= EXTRACT PROVIDED =
========
A condition less known...

Dextrocardia situs inversus refers to a condition in which the heart is a mirror image of normal placement. With dectrocardia the main mass of the heart sits right of the mediastinum. When all visceral organs are mirrored the condition is dextrocardia situs totalis.

Dextrocardia occurs in approximately 1 in 12,000 people (according to wikipedia).

The above chest X-ray is not reversed, that is a patient with dextrocardia.
All of the heart chambers and great vessels are reversed, as seen above.
Left Ventricle (LV), Right Ventricle (RV), Left Atrium (LA), Right Atrium (RA), Pulmonary Artery (PA), Aorta (Ao).

Above is a comparison of a normal heart and the heart of a patient with dextrocardia

As you can imagine, there are multiple ECG changes found on the patient with dextrocardia. If you know the patient has this condition, it may be in your best interest to mirror normal electrode placement.

Take a look at some 12-leads of dextrocardic patients below:

Notice the obvious change in axis. A negatively deflected lead I would indicate right axis deviation. When leads II & III become deflected in addition, this would indicate extreme right axis deviation (ERAD). ERAD is most often seen when impulses originate in the ventricles as with ventricular tachycardia, or ventricular pacemakers. ERAD may appear with dextrocardia.
========
[Dataset items]
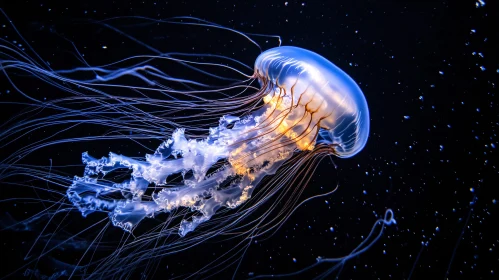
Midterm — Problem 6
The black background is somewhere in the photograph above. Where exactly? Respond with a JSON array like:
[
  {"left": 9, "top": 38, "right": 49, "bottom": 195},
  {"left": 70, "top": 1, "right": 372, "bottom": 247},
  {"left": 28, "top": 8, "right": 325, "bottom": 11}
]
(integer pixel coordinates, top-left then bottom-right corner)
[{"left": 0, "top": 0, "right": 499, "bottom": 279}]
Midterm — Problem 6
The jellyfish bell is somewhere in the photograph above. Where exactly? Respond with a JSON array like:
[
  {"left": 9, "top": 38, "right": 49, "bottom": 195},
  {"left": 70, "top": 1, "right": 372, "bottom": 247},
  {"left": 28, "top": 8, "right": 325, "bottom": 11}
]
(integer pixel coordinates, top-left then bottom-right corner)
[
  {"left": 0, "top": 14, "right": 393, "bottom": 278},
  {"left": 255, "top": 46, "right": 369, "bottom": 158}
]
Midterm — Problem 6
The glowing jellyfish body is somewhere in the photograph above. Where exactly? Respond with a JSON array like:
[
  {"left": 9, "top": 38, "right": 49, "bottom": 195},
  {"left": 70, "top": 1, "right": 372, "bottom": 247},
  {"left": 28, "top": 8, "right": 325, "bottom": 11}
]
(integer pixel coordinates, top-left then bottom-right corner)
[{"left": 67, "top": 46, "right": 369, "bottom": 236}]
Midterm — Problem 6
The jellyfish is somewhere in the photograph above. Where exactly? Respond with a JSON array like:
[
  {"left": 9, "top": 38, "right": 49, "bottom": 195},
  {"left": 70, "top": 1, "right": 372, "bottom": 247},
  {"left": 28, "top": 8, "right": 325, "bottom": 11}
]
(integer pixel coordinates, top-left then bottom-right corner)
[{"left": 0, "top": 14, "right": 395, "bottom": 277}]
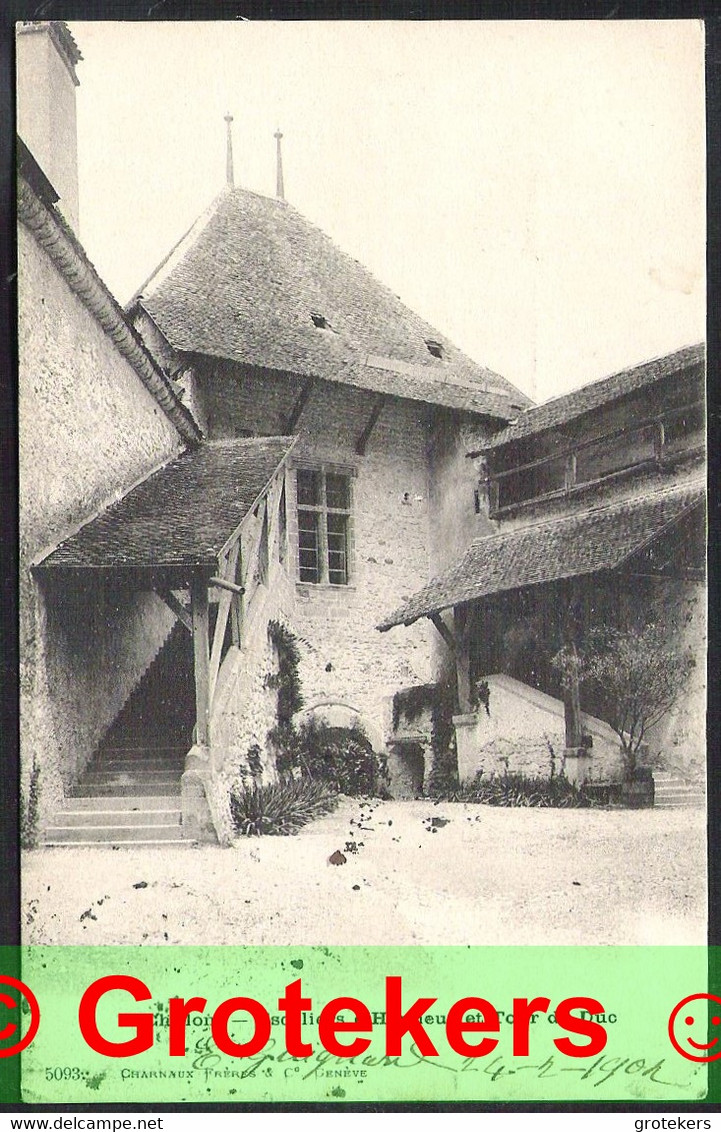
========
= BRIEF A =
Answer these questions from the dextrocardia text:
(i) What is the condition called when all visceral organs are mirrored?
(ii) About how often does dextrocardia occur?
(iii) What does a negatively deflected lead I indicate?
= BRIEF B =
Return the passage of the dextrocardia text from "A condition less" up to and including "(according to wikipedia).", copied word for word.

= RESULT A =
(i) Dextrocardia situs totalis.
(ii) In approximately 1 in 12,000 people.
(iii) Right axis deviation.

= RESULT B =
A condition less known...

Dextrocardia situs inversus refers to a condition in which the heart is a mirror image of normal placement. With dectrocardia the main mass of the heart sits right of the mediastinum. When all visceral organs are mirrored the condition is dextrocardia situs totalis.

Dextrocardia occurs in approximately 1 in 12,000 people (according to wikipedia).